WHAT IS BEING ASKED => Write out every line of the records below, including the requests but leaving out the pictures. Multiply each point coordinate by 1.25 and round it to a whole number, with halves rounding up.

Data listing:
______________________________

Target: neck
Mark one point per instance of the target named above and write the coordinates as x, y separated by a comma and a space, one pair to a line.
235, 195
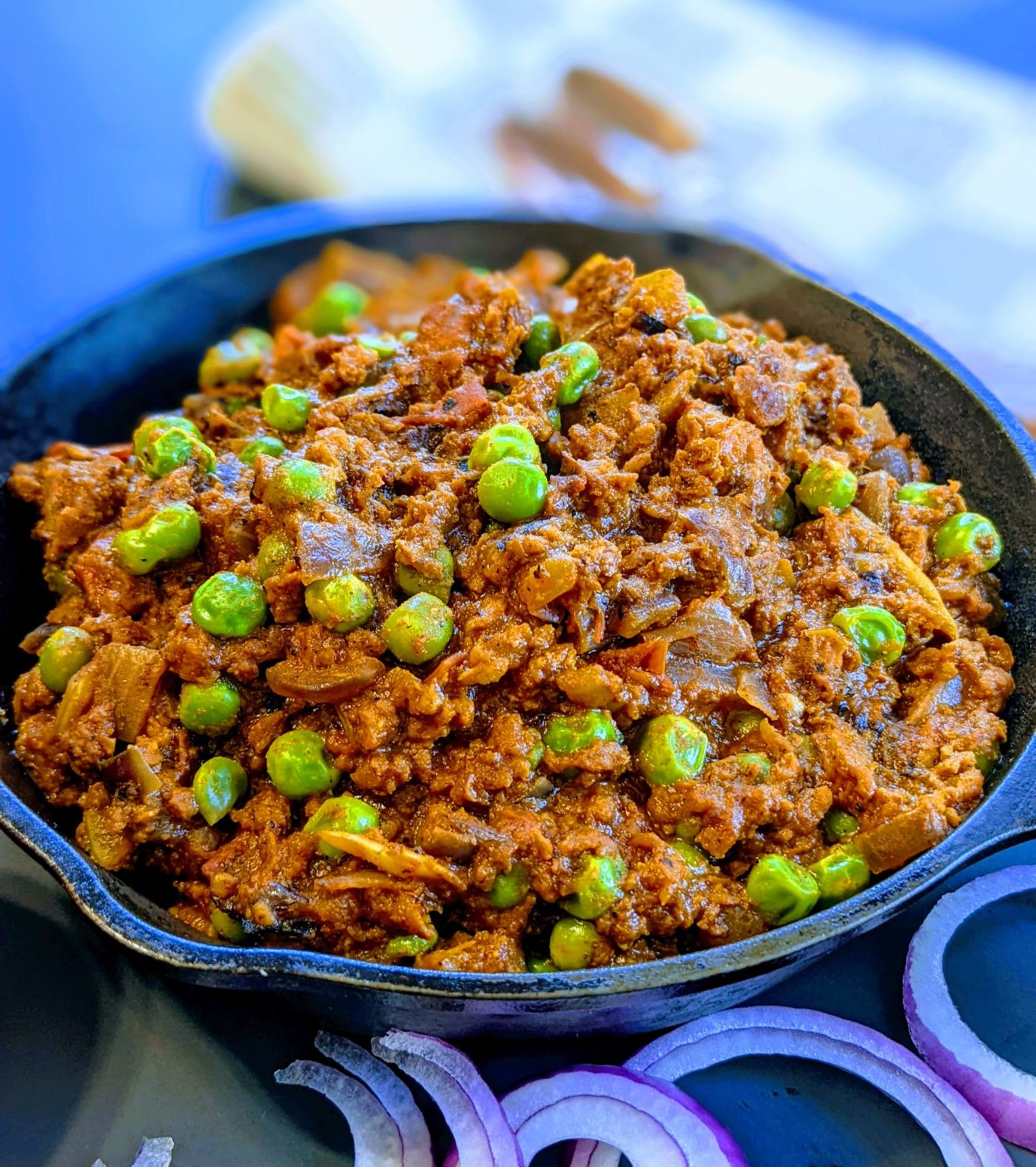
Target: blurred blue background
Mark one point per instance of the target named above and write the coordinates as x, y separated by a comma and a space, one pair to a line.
109, 179
887, 143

______________________________

TASK ANSWER =>
Target: neck
Mark one point per instance of the target named above and write the coordinates as x, y separated by a comma and a space, one pair to a line.
294, 244
Target: blurred blue background
Mark one point per instance of the target named above and write the coordinates as x, y separated by a comma and a space, one pair to a line.
136, 224
1109, 179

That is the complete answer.